Pointing and labeling lines:
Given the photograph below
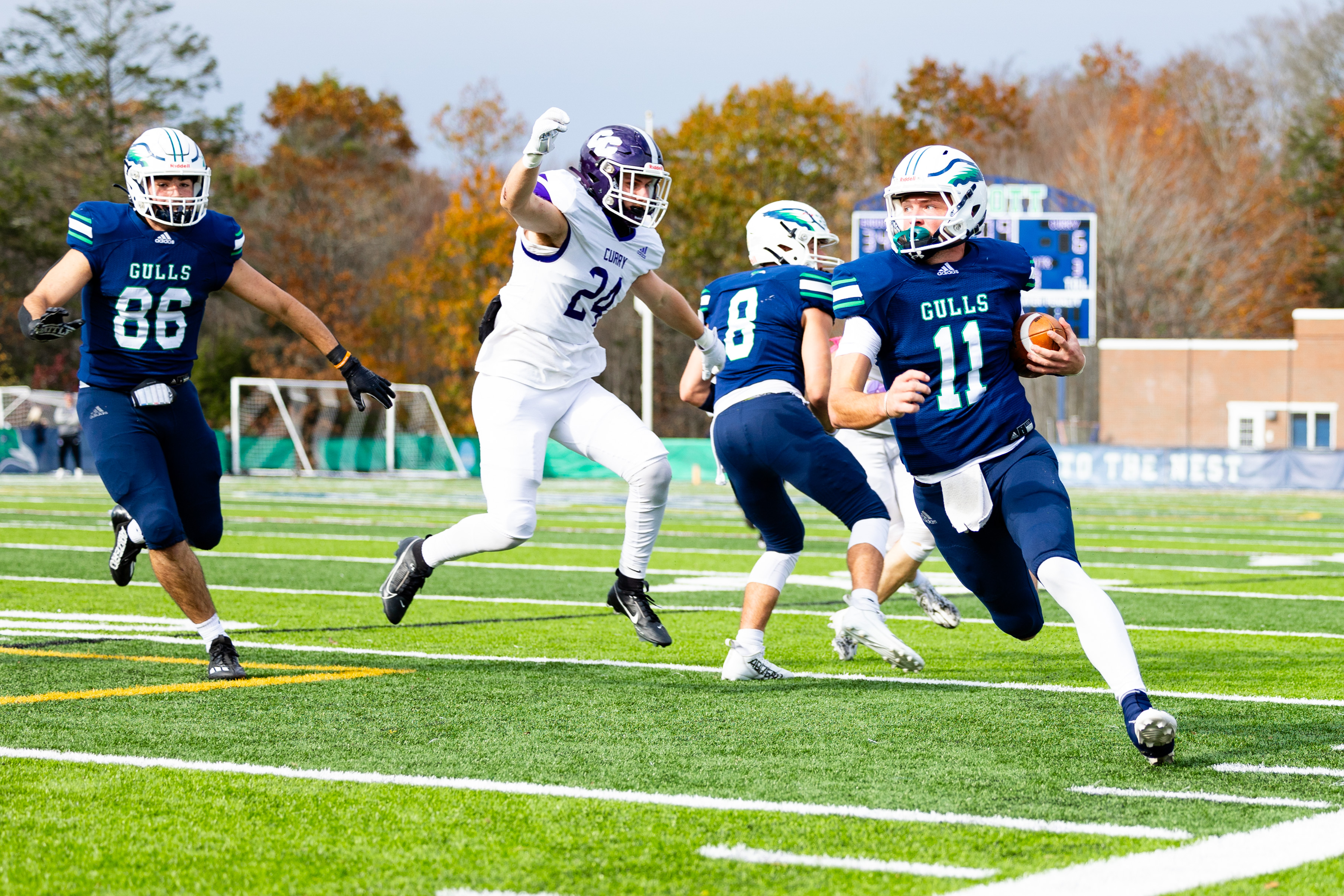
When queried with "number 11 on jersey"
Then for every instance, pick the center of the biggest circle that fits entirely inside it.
(948, 397)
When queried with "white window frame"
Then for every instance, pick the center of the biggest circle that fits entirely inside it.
(1237, 412)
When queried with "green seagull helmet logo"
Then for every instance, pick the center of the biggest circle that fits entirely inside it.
(796, 217)
(968, 176)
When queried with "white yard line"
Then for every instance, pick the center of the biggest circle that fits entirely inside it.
(689, 801)
(1270, 595)
(679, 667)
(744, 854)
(1203, 797)
(1280, 770)
(1201, 864)
(464, 598)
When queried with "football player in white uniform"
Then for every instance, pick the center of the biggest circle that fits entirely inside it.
(585, 240)
(909, 539)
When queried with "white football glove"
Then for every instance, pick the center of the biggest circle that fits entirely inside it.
(713, 355)
(548, 128)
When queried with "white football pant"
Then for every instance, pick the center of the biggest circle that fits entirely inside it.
(887, 476)
(514, 422)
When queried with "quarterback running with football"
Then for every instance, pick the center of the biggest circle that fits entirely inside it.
(770, 426)
(146, 270)
(936, 315)
(585, 240)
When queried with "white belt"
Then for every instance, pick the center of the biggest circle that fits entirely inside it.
(756, 390)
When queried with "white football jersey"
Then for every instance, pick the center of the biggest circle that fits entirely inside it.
(543, 335)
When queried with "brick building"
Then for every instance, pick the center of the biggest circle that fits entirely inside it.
(1228, 393)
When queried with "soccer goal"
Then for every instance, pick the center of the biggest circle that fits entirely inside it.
(312, 428)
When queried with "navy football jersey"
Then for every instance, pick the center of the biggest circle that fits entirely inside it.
(759, 316)
(953, 323)
(144, 304)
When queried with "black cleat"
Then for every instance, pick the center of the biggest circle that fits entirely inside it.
(124, 551)
(630, 597)
(406, 580)
(224, 661)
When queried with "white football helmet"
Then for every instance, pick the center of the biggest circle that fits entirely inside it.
(167, 152)
(789, 233)
(945, 172)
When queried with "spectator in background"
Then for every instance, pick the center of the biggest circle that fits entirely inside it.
(68, 436)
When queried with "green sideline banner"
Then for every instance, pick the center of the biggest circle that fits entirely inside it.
(367, 456)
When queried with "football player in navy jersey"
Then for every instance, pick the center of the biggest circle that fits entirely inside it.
(770, 426)
(146, 270)
(936, 314)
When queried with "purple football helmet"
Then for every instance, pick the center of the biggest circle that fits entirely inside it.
(612, 166)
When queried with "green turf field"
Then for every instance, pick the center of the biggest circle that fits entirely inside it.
(514, 735)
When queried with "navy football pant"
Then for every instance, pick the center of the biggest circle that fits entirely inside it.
(772, 440)
(162, 464)
(1031, 523)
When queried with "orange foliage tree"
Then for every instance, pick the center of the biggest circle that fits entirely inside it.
(334, 203)
(1198, 234)
(436, 295)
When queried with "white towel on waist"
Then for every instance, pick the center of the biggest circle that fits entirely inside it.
(965, 497)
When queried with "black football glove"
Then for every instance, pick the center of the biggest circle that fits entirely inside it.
(52, 324)
(361, 379)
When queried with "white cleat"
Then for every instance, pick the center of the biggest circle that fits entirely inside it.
(741, 665)
(1156, 731)
(870, 629)
(936, 606)
(844, 647)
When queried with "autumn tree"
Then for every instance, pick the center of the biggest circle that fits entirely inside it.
(328, 210)
(433, 297)
(1198, 233)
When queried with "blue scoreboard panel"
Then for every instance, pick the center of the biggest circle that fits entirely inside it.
(1064, 250)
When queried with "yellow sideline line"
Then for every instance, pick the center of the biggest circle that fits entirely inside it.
(320, 673)
(199, 686)
(189, 661)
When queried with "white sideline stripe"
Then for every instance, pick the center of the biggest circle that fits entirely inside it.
(1201, 796)
(1281, 770)
(463, 598)
(689, 801)
(248, 555)
(1201, 864)
(745, 854)
(679, 667)
(1230, 594)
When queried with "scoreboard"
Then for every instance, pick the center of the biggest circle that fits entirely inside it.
(1062, 249)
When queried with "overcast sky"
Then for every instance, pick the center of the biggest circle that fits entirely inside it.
(612, 61)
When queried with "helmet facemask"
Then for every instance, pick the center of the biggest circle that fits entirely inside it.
(791, 233)
(626, 203)
(174, 211)
(167, 154)
(944, 172)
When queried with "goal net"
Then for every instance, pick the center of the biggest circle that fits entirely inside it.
(312, 428)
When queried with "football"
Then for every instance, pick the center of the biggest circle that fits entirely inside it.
(1033, 327)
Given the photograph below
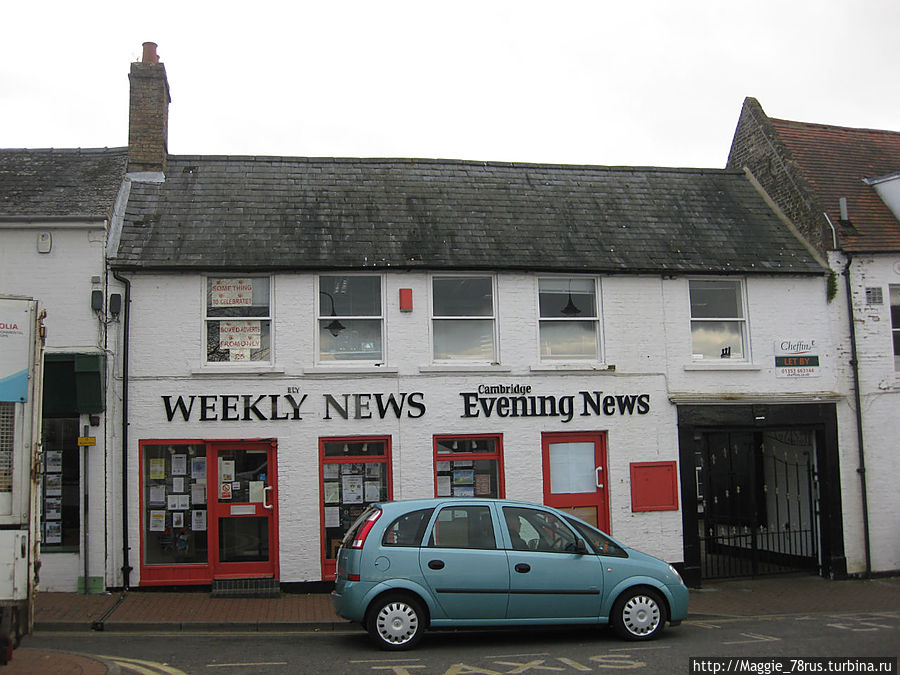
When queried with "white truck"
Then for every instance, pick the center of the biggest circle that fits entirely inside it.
(21, 376)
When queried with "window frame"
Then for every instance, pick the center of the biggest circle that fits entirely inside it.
(269, 318)
(742, 321)
(323, 316)
(597, 357)
(475, 455)
(493, 318)
(894, 293)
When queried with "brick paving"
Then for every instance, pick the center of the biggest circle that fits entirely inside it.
(183, 610)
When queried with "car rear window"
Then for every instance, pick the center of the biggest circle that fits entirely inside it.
(407, 530)
(350, 534)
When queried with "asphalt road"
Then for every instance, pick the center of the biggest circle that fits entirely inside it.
(540, 652)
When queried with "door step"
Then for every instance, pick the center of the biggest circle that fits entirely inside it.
(256, 587)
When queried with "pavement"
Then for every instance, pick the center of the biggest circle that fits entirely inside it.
(174, 610)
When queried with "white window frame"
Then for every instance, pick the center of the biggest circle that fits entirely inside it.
(743, 321)
(495, 343)
(894, 292)
(323, 313)
(595, 319)
(268, 317)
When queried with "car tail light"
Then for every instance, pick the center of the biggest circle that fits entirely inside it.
(363, 531)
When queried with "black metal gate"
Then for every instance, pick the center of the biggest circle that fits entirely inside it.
(757, 502)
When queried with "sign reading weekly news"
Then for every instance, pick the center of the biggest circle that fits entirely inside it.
(15, 349)
(796, 358)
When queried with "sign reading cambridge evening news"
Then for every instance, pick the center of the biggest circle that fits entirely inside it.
(796, 358)
(15, 352)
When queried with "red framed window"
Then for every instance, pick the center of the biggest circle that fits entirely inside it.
(468, 466)
(354, 472)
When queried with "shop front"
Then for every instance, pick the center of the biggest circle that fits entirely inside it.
(264, 486)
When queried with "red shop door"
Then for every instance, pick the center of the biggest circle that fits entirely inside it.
(575, 477)
(243, 509)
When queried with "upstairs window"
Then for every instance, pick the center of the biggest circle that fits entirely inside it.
(350, 318)
(718, 320)
(463, 319)
(568, 319)
(895, 324)
(238, 319)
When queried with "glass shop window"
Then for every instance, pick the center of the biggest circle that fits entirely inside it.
(468, 466)
(356, 472)
(463, 319)
(238, 319)
(60, 504)
(174, 504)
(718, 319)
(568, 323)
(350, 318)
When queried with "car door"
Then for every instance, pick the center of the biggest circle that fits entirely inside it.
(462, 563)
(548, 579)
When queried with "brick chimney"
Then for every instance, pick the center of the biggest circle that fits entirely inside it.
(148, 113)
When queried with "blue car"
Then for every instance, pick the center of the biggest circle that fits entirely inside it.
(407, 566)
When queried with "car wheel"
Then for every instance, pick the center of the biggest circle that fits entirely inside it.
(396, 622)
(638, 614)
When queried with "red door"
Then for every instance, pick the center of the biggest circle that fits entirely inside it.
(575, 477)
(243, 509)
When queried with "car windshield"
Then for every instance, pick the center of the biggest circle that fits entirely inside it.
(597, 540)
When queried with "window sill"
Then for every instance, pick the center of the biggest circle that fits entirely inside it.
(722, 365)
(574, 368)
(238, 369)
(465, 368)
(350, 370)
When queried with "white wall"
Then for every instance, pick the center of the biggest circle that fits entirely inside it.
(646, 336)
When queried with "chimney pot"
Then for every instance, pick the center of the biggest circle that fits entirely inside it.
(150, 55)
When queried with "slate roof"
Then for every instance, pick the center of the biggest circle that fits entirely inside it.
(51, 183)
(279, 213)
(835, 161)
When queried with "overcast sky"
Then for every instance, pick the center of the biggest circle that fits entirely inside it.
(656, 83)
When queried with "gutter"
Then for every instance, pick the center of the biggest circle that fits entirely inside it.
(861, 469)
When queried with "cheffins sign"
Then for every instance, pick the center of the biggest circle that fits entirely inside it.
(796, 358)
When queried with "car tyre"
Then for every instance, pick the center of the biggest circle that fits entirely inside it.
(639, 614)
(396, 622)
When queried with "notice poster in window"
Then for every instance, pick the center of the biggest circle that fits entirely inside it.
(352, 488)
(240, 334)
(52, 508)
(52, 461)
(53, 484)
(332, 493)
(179, 465)
(373, 491)
(463, 476)
(230, 292)
(53, 533)
(157, 495)
(157, 468)
(157, 521)
(226, 470)
(198, 468)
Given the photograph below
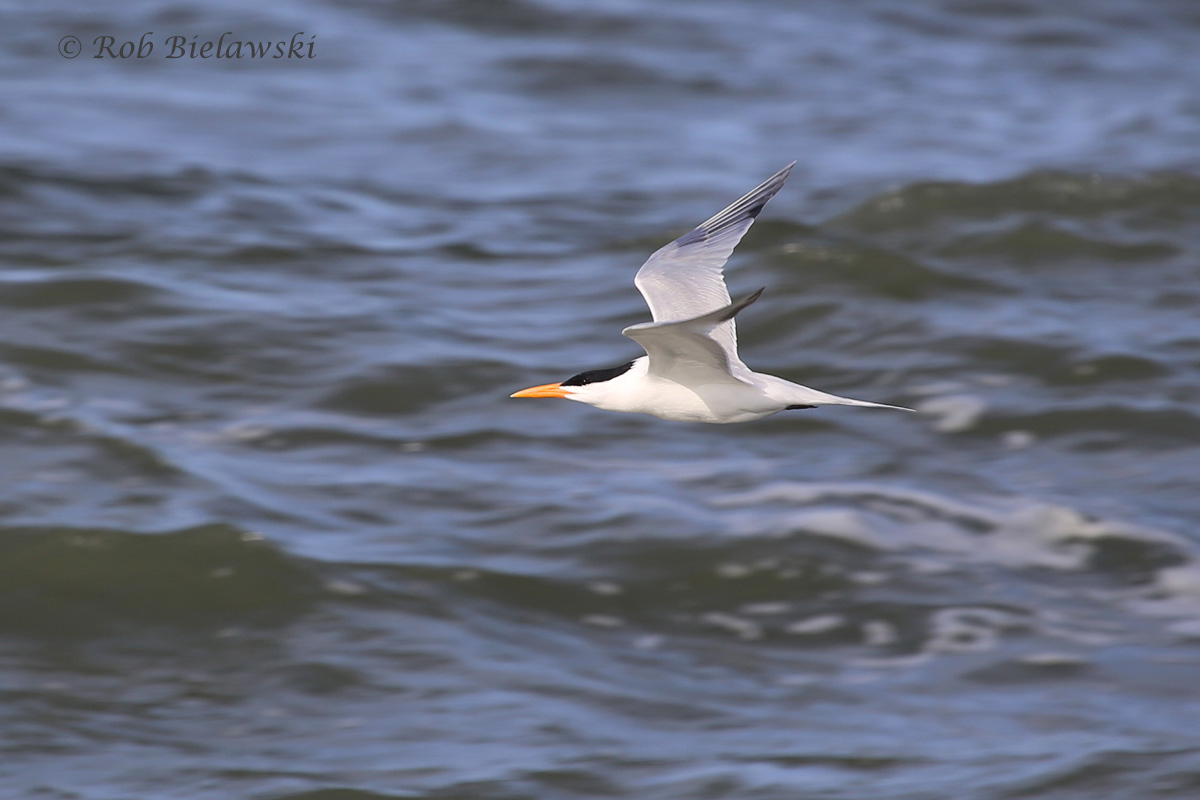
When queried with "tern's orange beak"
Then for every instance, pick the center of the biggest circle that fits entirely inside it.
(545, 390)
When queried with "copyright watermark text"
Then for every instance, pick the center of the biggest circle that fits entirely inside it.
(227, 46)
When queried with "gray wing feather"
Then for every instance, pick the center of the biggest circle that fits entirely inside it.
(684, 280)
(685, 350)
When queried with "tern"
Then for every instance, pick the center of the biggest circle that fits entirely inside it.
(691, 371)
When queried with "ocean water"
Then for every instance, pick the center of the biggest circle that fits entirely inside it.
(271, 528)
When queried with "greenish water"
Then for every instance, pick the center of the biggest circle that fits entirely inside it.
(271, 528)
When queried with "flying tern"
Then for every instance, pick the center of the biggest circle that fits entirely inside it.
(691, 371)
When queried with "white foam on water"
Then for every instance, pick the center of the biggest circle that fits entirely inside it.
(934, 535)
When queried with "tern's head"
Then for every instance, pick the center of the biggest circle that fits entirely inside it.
(597, 388)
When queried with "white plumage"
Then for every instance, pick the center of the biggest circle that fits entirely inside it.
(691, 370)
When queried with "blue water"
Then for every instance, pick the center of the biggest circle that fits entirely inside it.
(271, 528)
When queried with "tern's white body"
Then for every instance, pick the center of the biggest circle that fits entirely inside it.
(691, 371)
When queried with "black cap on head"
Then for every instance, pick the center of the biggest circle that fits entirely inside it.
(597, 376)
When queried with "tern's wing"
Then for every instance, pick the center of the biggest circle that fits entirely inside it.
(685, 350)
(683, 280)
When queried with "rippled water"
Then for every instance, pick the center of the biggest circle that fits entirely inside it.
(271, 528)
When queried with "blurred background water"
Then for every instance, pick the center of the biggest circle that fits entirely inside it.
(270, 527)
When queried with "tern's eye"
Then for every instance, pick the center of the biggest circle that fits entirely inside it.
(597, 376)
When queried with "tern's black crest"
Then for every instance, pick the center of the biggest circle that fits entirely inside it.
(597, 376)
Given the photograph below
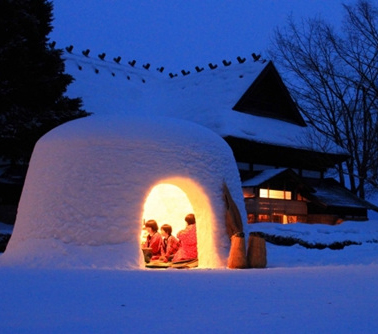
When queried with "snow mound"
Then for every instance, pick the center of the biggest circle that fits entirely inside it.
(88, 181)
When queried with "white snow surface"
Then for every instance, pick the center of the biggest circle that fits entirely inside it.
(206, 98)
(301, 291)
(88, 181)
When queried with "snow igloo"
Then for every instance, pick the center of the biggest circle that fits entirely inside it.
(93, 182)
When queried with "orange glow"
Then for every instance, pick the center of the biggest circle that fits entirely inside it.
(170, 200)
(167, 204)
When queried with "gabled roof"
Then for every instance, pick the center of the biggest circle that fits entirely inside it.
(268, 97)
(207, 97)
(269, 176)
(330, 193)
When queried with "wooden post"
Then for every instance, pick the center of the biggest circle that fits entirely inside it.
(256, 253)
(237, 258)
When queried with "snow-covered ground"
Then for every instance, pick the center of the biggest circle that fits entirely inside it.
(301, 291)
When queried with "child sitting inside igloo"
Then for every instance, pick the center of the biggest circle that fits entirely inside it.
(152, 246)
(169, 245)
(188, 241)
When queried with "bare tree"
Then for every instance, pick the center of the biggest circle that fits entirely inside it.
(333, 76)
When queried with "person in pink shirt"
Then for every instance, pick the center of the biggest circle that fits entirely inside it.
(153, 240)
(169, 245)
(188, 241)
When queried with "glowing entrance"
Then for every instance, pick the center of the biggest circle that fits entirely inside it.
(167, 204)
(170, 200)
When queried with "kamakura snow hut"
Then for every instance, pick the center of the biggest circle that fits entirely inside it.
(88, 184)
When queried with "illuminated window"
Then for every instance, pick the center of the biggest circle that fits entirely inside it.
(277, 194)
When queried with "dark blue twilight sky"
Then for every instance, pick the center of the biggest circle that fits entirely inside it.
(178, 34)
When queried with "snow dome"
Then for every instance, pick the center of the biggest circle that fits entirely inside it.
(92, 183)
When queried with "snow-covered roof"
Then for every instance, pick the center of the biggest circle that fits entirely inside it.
(206, 98)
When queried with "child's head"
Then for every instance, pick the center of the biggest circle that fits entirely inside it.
(190, 219)
(151, 225)
(166, 230)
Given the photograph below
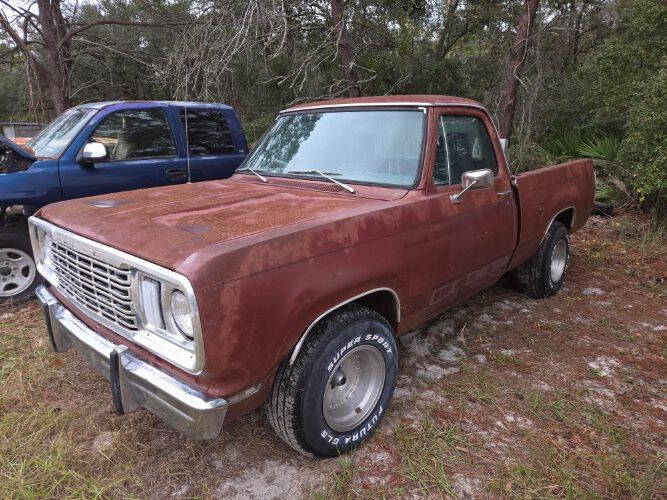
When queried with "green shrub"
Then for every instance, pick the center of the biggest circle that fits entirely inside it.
(644, 151)
(604, 148)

#### WHAT TO PRODUCE:
Return every line in the records that contains the string "head", copying each one in full.

#### FULL RESPONSE:
When queried with "tern's head"
When queried with "black cap on head"
When queried with "child's head"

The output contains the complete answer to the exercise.